Extracted records:

----

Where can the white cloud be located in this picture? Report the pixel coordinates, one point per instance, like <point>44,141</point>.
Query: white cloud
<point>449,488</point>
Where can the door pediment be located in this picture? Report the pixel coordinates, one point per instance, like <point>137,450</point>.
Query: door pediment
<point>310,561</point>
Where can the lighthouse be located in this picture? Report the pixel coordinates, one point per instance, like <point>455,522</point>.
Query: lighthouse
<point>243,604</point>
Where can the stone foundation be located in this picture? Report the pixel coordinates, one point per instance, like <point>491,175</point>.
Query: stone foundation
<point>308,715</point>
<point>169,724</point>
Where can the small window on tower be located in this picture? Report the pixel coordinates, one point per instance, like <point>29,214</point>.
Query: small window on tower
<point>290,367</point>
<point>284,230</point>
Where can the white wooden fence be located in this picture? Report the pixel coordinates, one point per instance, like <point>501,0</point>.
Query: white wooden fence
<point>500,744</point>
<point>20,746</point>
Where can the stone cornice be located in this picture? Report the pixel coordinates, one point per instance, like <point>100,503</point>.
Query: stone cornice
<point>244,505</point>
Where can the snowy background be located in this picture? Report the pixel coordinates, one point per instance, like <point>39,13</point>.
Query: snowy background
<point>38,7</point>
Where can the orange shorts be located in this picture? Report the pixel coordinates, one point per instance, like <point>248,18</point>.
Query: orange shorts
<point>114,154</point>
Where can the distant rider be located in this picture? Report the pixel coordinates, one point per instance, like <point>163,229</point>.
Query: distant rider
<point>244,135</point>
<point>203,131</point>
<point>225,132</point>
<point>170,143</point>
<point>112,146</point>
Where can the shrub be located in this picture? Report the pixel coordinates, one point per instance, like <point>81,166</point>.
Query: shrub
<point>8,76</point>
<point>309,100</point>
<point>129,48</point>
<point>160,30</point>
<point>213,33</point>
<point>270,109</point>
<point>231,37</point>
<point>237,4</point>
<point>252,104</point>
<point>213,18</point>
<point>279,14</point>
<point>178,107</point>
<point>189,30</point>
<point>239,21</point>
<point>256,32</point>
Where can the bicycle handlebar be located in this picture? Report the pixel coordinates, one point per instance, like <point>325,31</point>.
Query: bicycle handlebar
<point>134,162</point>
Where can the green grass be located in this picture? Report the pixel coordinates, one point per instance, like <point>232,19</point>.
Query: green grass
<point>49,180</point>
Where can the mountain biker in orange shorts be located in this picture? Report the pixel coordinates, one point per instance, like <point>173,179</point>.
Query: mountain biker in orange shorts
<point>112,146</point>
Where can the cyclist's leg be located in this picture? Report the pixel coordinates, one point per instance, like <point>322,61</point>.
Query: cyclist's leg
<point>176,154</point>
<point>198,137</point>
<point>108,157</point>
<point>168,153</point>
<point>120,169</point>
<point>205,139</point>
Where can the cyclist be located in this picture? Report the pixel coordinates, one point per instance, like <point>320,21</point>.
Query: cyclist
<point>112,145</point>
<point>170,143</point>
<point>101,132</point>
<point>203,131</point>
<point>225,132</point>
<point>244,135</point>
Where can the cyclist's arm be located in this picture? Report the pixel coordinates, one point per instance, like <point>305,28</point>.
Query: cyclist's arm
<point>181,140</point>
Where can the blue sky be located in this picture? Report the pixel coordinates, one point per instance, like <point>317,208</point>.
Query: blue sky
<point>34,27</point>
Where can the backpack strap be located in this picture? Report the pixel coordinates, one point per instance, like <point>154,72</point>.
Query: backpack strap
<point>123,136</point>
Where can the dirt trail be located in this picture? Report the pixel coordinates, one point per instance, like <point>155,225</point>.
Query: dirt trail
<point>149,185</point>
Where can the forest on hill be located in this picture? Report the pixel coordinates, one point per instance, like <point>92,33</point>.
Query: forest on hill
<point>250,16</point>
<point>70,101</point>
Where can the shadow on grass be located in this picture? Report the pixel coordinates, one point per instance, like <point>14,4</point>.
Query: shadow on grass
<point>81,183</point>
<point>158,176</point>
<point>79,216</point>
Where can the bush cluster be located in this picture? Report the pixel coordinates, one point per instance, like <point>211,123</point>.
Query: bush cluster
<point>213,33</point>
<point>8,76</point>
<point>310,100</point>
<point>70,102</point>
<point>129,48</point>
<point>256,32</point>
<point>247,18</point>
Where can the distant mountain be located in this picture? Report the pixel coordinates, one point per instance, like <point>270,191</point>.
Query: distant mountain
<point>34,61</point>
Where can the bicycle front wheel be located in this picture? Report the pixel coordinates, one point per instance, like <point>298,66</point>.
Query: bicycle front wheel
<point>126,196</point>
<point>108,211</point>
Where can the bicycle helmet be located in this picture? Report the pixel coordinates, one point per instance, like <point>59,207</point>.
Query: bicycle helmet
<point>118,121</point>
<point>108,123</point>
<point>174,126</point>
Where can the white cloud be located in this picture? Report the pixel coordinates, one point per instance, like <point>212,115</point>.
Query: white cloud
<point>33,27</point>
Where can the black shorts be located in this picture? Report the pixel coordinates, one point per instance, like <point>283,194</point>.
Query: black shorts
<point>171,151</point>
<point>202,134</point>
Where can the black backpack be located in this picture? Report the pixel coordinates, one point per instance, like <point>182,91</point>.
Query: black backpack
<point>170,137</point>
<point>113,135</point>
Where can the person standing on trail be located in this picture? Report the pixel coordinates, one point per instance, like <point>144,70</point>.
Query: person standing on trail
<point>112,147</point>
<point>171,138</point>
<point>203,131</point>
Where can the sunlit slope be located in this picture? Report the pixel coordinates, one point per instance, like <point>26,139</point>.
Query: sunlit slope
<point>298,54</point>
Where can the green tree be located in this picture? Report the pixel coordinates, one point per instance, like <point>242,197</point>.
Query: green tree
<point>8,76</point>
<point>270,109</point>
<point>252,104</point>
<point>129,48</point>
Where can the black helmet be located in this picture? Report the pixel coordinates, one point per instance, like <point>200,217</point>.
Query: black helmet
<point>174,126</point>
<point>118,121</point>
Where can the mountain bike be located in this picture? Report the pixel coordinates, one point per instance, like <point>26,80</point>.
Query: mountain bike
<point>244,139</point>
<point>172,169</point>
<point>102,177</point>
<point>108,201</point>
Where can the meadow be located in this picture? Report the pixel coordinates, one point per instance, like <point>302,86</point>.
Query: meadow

----

■ TASK DESCRIPTION ■
Nothing above should be left out; write out every record exactly.

■ YOUR SOLUTION ■
Where can the white cloud be located in this picture? Report the pixel coordinates, one point per instance, like <point>44,141</point>.
Query: white cloud
<point>449,488</point>
Where can the door pediment be located in this picture? Report the pixel coordinates, one point per instance, like <point>137,450</point>.
Query: door pediment
<point>310,561</point>
Where can the lighthouse be located in this picture? Report the pixel coordinates, one point per instance, like <point>455,522</point>.
Query: lighthouse
<point>243,604</point>
Where can the stone foundation be located in this picture? Report the pixel coordinates, one point per instance, like <point>491,175</point>.
Query: stone foundation
<point>308,715</point>
<point>169,724</point>
Where can the small window on tower be located in this picture? Report the pixel coordinates, one point per instance, like <point>29,214</point>.
Query: small window on tower
<point>290,367</point>
<point>284,230</point>
Where can the white wooden fence be located in this picture? Report the pixel coordinates, one point per instance, like <point>501,0</point>.
Query: white wooden fence
<point>500,744</point>
<point>20,746</point>
Where can the stone cornice be located in this picture? Report the pixel coordinates, one point per instance, like <point>100,503</point>.
Query: stone cornice
<point>244,505</point>
Where can the snowy background be located in this picture? Report the pixel coordinates, one point per instance, like <point>39,13</point>.
Query: snowy background
<point>38,7</point>
Where can the orange shorts be located in this picture? Report the pixel coordinates, one point per instance, like <point>248,18</point>.
Query: orange shorts
<point>114,154</point>
Where can the distant rider be located in this picture? Report the pixel coordinates, one point per instance, like <point>163,229</point>.
Query: distant rider
<point>244,135</point>
<point>203,131</point>
<point>225,132</point>
<point>170,143</point>
<point>112,146</point>
Where can the shrub be located in this picture? Report the pixel coordinates, one point per instance, like <point>81,166</point>.
Query: shrub
<point>8,76</point>
<point>309,100</point>
<point>129,48</point>
<point>160,30</point>
<point>213,33</point>
<point>270,109</point>
<point>231,37</point>
<point>237,4</point>
<point>252,104</point>
<point>213,18</point>
<point>279,14</point>
<point>178,107</point>
<point>189,30</point>
<point>239,21</point>
<point>256,32</point>
Where can the bicycle handlebar be located in this picture? Report the pixel coordinates, one point per instance, like <point>325,31</point>.
Query: bicycle handlebar
<point>134,162</point>
Where can the green grass be located in this picture? Report the pixel coordinates, one point per instance, like <point>232,19</point>.
Query: green grass
<point>49,180</point>
Where can the mountain biker in orange shorts be located in this picture? Report the pixel coordinates, one point per instance, like <point>173,179</point>.
Query: mountain biker in orange shorts
<point>112,146</point>
Where can the cyclist's leg be located in this picture? Report the pixel coordinates, one point per instance, like <point>322,61</point>.
Query: cyclist's leg
<point>176,154</point>
<point>198,137</point>
<point>108,157</point>
<point>168,153</point>
<point>120,169</point>
<point>205,139</point>
Where can the cyclist be located in this picture? Report the pixel coordinates, one point per instance, like <point>320,21</point>.
Query: cyclist
<point>112,145</point>
<point>170,143</point>
<point>101,132</point>
<point>203,131</point>
<point>225,132</point>
<point>244,135</point>
Where can the cyclist's arm be located in this picture? Report the pixel coordinates, one point per instance, like <point>305,28</point>.
Query: cyclist's arm
<point>181,140</point>
Where can the blue sky be located in this picture? Report the pixel coordinates, one point per instance, like <point>317,208</point>.
Query: blue sky
<point>34,27</point>
Where can the backpack strap be located in this picture? Report the pixel coordinates, one point per instance, like <point>154,72</point>.
Query: backpack strap
<point>123,136</point>
Where can the dirt trail be located in this picture? Report the pixel coordinates, one point per instance, like <point>155,225</point>.
Query: dirt trail
<point>149,185</point>
Where can the forest on hill be located in this picture? Report the pixel coordinates, one point per instance, like <point>92,33</point>.
Query: forest on hill
<point>250,16</point>
<point>70,101</point>
Where can the shadow on grass be located in this picture? Report the pixel coordinates, one point per instance, like <point>14,4</point>.
Query: shadow on grass
<point>81,183</point>
<point>158,176</point>
<point>79,216</point>
Where can the bush cluster be located in this picture? Report the pixel coordinates, one point per instance, like <point>211,123</point>.
Query: bush cluster
<point>213,33</point>
<point>8,76</point>
<point>310,100</point>
<point>70,102</point>
<point>129,48</point>
<point>256,32</point>
<point>247,18</point>
Where can the distant mountain be located in this picture? Report the pixel coordinates, one point per instance, like <point>270,191</point>.
Query: distant mountain
<point>34,61</point>
Where can the bicycle front wheel be located in this picture? Report the pixel coordinates, one point per instance, like <point>298,66</point>.
Query: bicycle front wheel
<point>126,196</point>
<point>108,211</point>
Where can the bicycle helmet be located in this picture? Report the pixel coordinates, one point per instance, like <point>59,207</point>.
Query: bicycle helmet
<point>118,121</point>
<point>108,123</point>
<point>174,126</point>
Where can the white cloud be located in this picture? Report the pixel coordinates, one point per instance, like <point>212,115</point>.
Query: white cloud
<point>33,27</point>
Where can the black shorts be located in this picture? Report the pixel coordinates, one point per instance, like <point>283,194</point>.
Query: black shorts
<point>171,151</point>
<point>202,134</point>
Where can the black backpack be located in this picture? Report the pixel coordinates, one point per instance, like <point>182,91</point>.
Query: black backpack
<point>170,137</point>
<point>113,135</point>
Where can the person standing on trail be located in this picture? Report the pixel coordinates, one point per instance, like <point>144,70</point>.
Query: person standing on trail
<point>112,147</point>
<point>171,138</point>
<point>203,131</point>
Where can the sunlit slope be located in this picture? Report the pixel coordinates, one point per instance, like <point>26,139</point>.
Query: sunlit slope
<point>298,54</point>
Where can the green tree be located in this picture? Report the pixel coordinates, one point per instance, like <point>242,197</point>.
Query: green tree
<point>8,76</point>
<point>270,109</point>
<point>252,104</point>
<point>129,48</point>
Where can the black helmet be located in this picture? Report the pixel coordinates, one point per instance, like <point>200,217</point>.
Query: black helmet
<point>174,126</point>
<point>118,121</point>
Where can the mountain bike be located in this picture? Report the pixel coordinates, one point per instance, like <point>26,80</point>.
Query: mountain bike
<point>244,139</point>
<point>172,169</point>
<point>102,177</point>
<point>108,201</point>
Where can the meadow be located in this picture? Report the pixel coordinates, one point per instance, like <point>302,86</point>.
Query: meadow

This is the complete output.